Requirements: Please gather every line of the records below that contains the string "locomotive", and copy each of those lines in full.

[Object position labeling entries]
■ ■ ■ ■ ■ ■ ■

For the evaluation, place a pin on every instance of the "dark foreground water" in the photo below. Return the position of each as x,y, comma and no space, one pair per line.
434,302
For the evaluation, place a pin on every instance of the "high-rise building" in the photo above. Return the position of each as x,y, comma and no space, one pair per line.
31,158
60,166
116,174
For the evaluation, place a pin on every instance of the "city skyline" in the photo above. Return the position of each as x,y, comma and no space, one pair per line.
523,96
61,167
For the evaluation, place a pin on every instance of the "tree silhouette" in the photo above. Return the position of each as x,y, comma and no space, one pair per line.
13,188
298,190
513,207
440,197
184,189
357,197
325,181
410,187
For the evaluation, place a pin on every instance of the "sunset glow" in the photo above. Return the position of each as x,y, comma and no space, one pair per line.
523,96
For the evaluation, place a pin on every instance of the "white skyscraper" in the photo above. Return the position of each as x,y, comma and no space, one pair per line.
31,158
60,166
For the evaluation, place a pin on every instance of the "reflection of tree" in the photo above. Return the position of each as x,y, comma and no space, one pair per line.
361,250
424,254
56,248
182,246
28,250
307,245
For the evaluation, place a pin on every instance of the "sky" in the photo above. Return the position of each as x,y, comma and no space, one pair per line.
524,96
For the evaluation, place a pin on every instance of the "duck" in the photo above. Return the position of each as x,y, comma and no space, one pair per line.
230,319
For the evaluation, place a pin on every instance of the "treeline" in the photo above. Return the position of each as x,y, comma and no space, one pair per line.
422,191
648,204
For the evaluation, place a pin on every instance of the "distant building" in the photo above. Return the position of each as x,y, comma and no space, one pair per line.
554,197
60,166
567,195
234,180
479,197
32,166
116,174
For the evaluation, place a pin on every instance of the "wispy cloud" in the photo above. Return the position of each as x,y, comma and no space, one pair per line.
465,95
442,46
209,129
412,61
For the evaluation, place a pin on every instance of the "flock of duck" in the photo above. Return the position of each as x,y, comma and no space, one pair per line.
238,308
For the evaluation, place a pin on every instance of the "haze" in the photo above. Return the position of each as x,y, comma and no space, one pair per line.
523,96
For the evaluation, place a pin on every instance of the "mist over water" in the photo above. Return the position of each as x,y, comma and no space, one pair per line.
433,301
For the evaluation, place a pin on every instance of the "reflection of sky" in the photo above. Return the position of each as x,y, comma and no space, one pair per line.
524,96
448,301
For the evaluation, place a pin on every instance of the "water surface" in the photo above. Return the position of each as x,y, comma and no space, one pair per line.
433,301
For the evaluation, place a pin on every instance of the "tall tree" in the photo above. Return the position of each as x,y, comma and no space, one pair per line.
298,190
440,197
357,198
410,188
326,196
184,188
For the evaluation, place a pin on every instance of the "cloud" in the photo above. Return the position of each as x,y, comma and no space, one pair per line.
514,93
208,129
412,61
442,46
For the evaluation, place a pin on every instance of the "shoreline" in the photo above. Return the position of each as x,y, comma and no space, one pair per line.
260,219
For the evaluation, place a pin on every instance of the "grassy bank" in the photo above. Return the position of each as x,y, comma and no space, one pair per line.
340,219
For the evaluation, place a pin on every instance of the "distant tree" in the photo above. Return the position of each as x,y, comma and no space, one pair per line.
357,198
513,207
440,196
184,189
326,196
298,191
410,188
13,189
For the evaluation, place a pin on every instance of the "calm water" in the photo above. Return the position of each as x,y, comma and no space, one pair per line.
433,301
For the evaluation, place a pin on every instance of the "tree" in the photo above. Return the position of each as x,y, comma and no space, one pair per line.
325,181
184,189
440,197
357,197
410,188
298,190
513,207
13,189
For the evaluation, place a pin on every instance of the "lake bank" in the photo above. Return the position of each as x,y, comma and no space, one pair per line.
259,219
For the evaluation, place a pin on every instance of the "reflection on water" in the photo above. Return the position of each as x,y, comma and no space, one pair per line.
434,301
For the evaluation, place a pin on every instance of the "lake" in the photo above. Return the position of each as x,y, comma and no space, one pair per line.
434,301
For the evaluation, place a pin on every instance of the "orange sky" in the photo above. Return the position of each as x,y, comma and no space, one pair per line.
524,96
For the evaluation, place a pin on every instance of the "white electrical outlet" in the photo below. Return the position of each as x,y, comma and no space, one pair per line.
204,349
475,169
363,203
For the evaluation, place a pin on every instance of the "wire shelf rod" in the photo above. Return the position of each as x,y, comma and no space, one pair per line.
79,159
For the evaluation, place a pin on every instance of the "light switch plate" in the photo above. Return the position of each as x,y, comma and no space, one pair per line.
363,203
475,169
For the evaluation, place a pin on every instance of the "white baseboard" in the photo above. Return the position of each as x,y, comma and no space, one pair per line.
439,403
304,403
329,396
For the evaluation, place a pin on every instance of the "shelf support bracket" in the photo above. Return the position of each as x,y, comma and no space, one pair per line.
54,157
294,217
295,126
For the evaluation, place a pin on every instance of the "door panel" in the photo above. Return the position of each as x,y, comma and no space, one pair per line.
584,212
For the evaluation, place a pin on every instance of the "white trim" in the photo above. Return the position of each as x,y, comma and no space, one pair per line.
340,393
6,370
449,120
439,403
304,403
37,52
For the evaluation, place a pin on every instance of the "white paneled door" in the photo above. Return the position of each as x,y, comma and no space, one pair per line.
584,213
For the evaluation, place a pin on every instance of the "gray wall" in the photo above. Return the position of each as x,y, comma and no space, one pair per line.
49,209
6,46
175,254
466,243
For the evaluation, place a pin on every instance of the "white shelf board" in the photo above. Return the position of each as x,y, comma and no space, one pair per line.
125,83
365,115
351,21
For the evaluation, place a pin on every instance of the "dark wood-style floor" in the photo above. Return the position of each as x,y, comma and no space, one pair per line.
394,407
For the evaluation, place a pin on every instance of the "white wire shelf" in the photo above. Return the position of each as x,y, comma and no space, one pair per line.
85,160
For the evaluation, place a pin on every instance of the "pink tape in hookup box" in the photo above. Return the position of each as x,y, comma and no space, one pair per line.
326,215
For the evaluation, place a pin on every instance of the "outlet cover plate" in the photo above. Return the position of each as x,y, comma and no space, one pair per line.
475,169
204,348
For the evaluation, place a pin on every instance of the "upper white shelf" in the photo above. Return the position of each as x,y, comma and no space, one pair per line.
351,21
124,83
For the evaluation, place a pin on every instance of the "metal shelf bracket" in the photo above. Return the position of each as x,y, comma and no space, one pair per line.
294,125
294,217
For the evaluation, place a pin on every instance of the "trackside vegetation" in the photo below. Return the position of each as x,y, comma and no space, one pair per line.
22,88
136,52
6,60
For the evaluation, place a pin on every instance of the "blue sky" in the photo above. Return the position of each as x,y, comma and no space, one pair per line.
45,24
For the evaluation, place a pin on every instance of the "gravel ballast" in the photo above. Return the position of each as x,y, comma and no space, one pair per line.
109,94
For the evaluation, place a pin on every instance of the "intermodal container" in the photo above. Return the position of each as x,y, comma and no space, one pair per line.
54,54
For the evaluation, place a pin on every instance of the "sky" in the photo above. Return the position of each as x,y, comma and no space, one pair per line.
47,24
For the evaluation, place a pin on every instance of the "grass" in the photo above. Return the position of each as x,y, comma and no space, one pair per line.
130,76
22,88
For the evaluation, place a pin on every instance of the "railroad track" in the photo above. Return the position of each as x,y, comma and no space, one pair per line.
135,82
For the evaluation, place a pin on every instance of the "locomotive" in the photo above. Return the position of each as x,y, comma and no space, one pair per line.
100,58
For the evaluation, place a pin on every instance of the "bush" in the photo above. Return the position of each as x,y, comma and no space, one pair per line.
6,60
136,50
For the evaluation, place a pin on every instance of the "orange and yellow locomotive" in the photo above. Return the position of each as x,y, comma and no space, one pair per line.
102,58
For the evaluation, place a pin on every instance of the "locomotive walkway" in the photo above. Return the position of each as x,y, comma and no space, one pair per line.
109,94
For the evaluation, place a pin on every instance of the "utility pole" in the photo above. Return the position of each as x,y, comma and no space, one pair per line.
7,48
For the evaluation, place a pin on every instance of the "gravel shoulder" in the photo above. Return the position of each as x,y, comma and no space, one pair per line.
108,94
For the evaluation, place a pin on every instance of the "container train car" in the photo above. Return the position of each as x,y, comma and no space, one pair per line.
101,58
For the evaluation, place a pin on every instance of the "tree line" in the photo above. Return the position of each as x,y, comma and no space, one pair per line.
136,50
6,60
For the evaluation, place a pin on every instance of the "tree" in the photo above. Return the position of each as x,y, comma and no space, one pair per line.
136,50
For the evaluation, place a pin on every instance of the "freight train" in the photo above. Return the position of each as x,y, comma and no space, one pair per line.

■ ■ ■ ■ ■ ■ ■

Expected answer:
For the evaluation, place a pin on every instance of the "locomotive" in the photo above. Return the position of each as x,y, comma and no space, one pair per line.
For the evaluation, place a pin on every instance of the "orange and yellow locomotive" in the photo above. Return the position of each as x,y, comma and no space, one pair per line.
For the evaluation, place a pin on every instance of the "locomotive walkway" in the photo above. Return the position of each as x,y, comma and no space, one pair per line.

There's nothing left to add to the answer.